YOUR INSTRUCTIONS: Note every line in the entries that contains the string "below", and copy it.

(Beginning of ENTRIES PROVIDED)

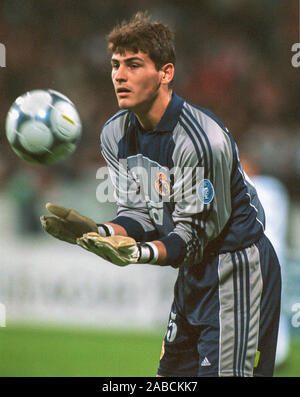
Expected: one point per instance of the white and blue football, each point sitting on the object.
(43, 126)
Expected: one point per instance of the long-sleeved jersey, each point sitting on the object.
(181, 183)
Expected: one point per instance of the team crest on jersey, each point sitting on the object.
(161, 184)
(205, 191)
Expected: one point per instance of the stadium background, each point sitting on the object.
(67, 312)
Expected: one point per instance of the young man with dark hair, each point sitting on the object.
(183, 201)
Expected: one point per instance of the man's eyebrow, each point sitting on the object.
(126, 60)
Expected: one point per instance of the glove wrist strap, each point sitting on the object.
(148, 253)
(105, 230)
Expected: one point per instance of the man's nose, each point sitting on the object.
(121, 74)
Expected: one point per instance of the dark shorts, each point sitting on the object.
(242, 336)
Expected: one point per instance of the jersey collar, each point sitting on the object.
(169, 119)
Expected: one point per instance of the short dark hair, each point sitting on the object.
(141, 34)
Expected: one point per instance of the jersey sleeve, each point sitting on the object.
(132, 213)
(202, 195)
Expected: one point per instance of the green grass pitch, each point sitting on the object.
(66, 352)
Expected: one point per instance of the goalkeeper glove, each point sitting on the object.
(66, 224)
(119, 250)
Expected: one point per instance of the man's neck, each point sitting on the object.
(151, 116)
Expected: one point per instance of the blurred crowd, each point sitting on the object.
(233, 56)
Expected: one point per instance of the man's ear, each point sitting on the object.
(168, 71)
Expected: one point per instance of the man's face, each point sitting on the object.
(136, 80)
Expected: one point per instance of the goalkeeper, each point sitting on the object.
(183, 201)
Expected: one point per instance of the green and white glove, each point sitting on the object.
(119, 250)
(66, 224)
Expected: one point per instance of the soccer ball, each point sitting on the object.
(43, 126)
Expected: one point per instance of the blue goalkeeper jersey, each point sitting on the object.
(181, 183)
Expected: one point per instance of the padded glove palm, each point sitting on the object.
(66, 224)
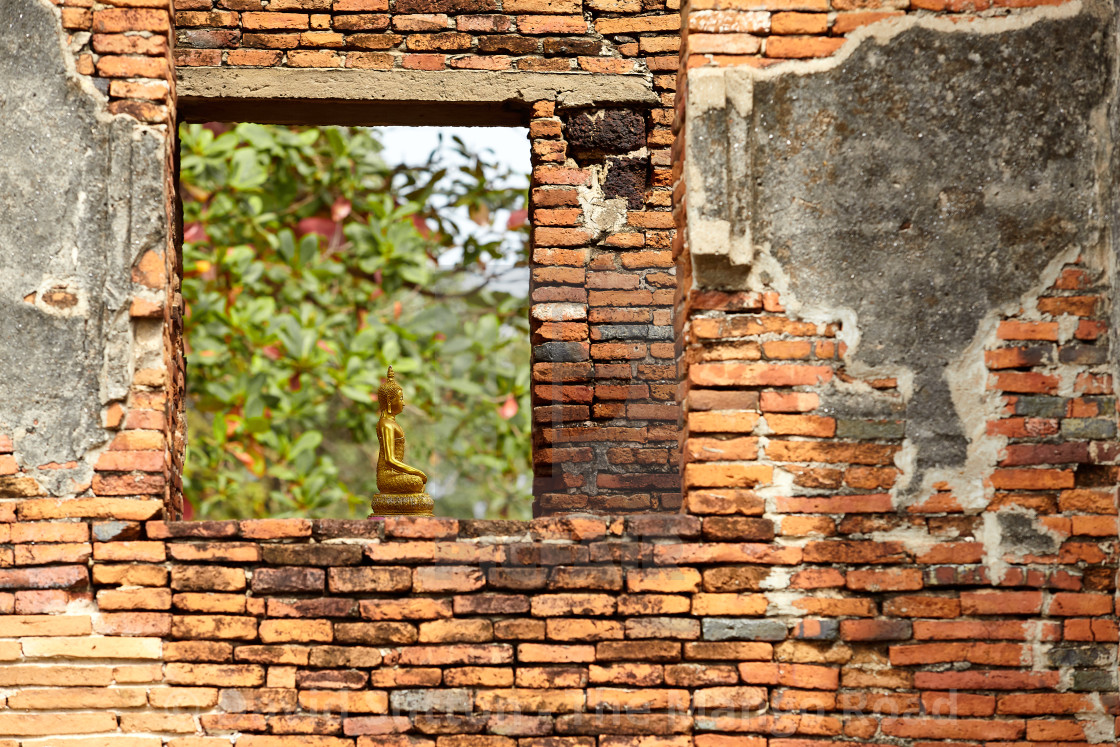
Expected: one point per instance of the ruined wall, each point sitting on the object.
(896, 269)
(87, 289)
(604, 371)
(899, 489)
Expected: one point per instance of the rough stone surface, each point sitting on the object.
(912, 192)
(71, 230)
(291, 95)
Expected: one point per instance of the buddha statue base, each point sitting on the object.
(401, 504)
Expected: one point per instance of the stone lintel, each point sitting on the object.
(279, 95)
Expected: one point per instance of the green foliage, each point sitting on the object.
(309, 265)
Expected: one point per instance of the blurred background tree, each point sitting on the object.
(309, 265)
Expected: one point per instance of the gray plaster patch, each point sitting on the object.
(83, 197)
(926, 181)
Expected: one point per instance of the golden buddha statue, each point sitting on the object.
(402, 487)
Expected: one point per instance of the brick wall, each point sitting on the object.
(796, 603)
(605, 413)
(949, 622)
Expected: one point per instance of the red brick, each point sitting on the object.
(130, 19)
(1001, 603)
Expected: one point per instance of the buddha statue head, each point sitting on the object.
(390, 394)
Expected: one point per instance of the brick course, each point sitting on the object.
(770, 614)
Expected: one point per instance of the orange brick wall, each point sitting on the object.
(759, 617)
(939, 637)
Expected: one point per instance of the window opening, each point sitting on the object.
(316, 257)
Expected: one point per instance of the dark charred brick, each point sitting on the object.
(570, 47)
(207, 38)
(449, 722)
(444, 6)
(621, 552)
(548, 554)
(199, 530)
(735, 578)
(324, 607)
(511, 45)
(262, 700)
(626, 178)
(332, 680)
(743, 529)
(518, 578)
(1088, 355)
(561, 352)
(313, 554)
(672, 525)
(288, 580)
(1095, 476)
(606, 131)
(957, 576)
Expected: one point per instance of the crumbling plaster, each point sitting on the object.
(925, 180)
(82, 201)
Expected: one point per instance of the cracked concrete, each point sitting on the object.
(82, 203)
(926, 179)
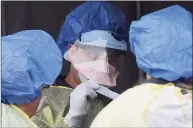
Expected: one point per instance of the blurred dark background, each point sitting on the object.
(50, 15)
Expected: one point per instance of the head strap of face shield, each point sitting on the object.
(102, 38)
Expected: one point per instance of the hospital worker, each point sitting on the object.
(162, 44)
(31, 60)
(92, 39)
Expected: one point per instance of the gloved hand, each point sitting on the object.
(81, 99)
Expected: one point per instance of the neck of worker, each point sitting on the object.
(72, 79)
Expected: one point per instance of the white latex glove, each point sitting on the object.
(81, 99)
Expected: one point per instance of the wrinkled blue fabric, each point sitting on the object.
(29, 59)
(91, 15)
(162, 43)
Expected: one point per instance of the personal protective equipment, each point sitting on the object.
(28, 58)
(92, 15)
(80, 104)
(92, 62)
(14, 117)
(55, 106)
(162, 43)
(148, 105)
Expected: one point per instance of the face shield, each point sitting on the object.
(95, 59)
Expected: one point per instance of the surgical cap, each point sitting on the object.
(89, 16)
(162, 43)
(30, 59)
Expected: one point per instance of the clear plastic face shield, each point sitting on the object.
(96, 60)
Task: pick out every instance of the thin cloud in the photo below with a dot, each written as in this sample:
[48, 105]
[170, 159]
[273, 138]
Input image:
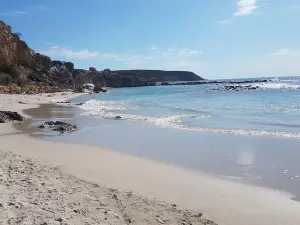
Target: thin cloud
[189, 52]
[224, 22]
[57, 51]
[13, 13]
[245, 7]
[286, 52]
[38, 7]
[109, 56]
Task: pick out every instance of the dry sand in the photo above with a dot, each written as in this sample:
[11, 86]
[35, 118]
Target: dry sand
[225, 202]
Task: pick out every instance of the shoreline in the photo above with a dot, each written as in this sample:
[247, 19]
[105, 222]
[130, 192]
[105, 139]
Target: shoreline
[223, 201]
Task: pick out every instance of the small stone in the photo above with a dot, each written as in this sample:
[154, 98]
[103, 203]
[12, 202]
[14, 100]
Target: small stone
[58, 219]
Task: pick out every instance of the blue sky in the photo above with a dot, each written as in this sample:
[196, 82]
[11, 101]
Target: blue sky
[213, 38]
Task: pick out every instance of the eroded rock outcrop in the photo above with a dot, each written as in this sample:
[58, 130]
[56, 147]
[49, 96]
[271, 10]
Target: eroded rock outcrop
[23, 70]
[7, 116]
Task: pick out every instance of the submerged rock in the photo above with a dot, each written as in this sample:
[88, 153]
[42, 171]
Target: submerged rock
[66, 128]
[60, 126]
[7, 116]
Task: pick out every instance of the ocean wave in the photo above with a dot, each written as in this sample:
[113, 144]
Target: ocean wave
[109, 110]
[277, 85]
[97, 105]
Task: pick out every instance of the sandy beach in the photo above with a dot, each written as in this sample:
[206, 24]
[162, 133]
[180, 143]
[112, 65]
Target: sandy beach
[44, 182]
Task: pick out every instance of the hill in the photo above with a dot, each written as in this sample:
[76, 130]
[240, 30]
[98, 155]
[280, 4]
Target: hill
[24, 70]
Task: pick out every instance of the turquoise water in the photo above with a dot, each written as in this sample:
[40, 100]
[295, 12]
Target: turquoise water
[273, 110]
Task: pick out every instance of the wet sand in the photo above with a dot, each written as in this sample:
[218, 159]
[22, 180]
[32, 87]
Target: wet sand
[223, 201]
[262, 161]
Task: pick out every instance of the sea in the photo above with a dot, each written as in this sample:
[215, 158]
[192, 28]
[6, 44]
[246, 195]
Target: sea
[249, 136]
[273, 110]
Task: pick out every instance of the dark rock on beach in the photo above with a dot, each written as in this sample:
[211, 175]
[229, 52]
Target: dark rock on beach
[67, 128]
[60, 126]
[7, 116]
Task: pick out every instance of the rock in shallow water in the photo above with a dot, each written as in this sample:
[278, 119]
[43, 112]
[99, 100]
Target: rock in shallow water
[60, 126]
[7, 116]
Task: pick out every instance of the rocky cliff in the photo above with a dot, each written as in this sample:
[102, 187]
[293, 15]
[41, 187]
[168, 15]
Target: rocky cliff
[24, 70]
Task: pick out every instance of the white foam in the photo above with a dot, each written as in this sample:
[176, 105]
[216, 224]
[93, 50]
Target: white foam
[110, 109]
[277, 85]
[98, 106]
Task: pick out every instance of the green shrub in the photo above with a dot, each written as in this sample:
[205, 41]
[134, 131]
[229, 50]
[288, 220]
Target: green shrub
[5, 79]
[14, 72]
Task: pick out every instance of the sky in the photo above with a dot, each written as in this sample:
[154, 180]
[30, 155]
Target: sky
[212, 38]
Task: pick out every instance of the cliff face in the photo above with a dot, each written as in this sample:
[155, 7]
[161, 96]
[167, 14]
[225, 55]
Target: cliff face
[23, 70]
[12, 49]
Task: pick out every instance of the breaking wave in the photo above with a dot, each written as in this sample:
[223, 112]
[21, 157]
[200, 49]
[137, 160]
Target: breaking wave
[111, 109]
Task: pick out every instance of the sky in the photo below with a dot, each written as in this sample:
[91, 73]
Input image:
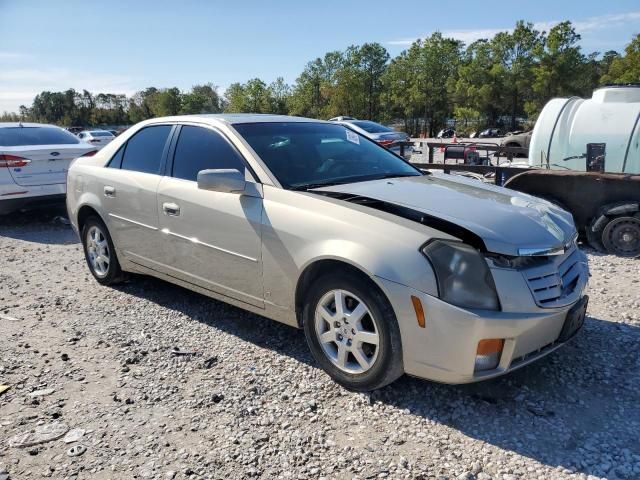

(End of ENTRIES PROVIDED)

TASK SOLUTION:
Task: pick out every instance of the thin cloud in the photo below with a dot, each written as in this sample:
Task: pick out every instance of the sky in the photo below with a dot, each written as in this sample:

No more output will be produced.